◆ Exercise input:

+++

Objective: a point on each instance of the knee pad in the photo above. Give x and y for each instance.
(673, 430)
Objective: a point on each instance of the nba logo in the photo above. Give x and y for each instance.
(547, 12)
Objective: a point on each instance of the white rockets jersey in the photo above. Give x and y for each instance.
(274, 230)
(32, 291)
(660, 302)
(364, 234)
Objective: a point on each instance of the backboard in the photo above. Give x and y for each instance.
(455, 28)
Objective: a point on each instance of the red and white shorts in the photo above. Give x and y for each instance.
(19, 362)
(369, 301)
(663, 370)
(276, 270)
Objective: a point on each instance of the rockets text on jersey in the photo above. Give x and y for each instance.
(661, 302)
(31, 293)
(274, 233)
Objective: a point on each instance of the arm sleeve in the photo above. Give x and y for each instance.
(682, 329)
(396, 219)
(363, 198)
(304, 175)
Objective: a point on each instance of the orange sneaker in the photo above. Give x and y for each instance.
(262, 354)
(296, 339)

+++

◆ Requirements: Rewrite all the rows above, putting "occurrence" wherever "instance" appears and changing nothing else.

◆ Solution:
Objective: a point on each occurrence of the knee pad in the photo above. Give x and y for each occurrence.
(673, 430)
Objective: a point on each occurrence of the nba logo in the photo above. Give x and y for each occurrence.
(547, 12)
Objective: a point on each occurrence of the white rockets jersey in the photo above. Give x and y for each occurrence.
(274, 230)
(32, 291)
(660, 302)
(364, 234)
Objective: a point on each occurrence of the backboard in the photo above. Give x and y for each occurrence.
(455, 28)
Objective: a point on each occurrence of the red and white shorts in the photo above. Give x and y for each occurrence.
(19, 362)
(369, 301)
(663, 370)
(276, 270)
Objective: a point on each occurrence of the rockets text on jersey in the photo above. Give x and y for each occurrence.
(661, 302)
(31, 293)
(274, 233)
Objective: a point on each occurrence of the arm sleeve in the photo above. Give x and y for each occurrence.
(682, 329)
(396, 219)
(363, 198)
(304, 175)
Objective: a point on each occurrence of the orange sneaker in the photo above. Give x and y for each occurrence.
(262, 354)
(296, 339)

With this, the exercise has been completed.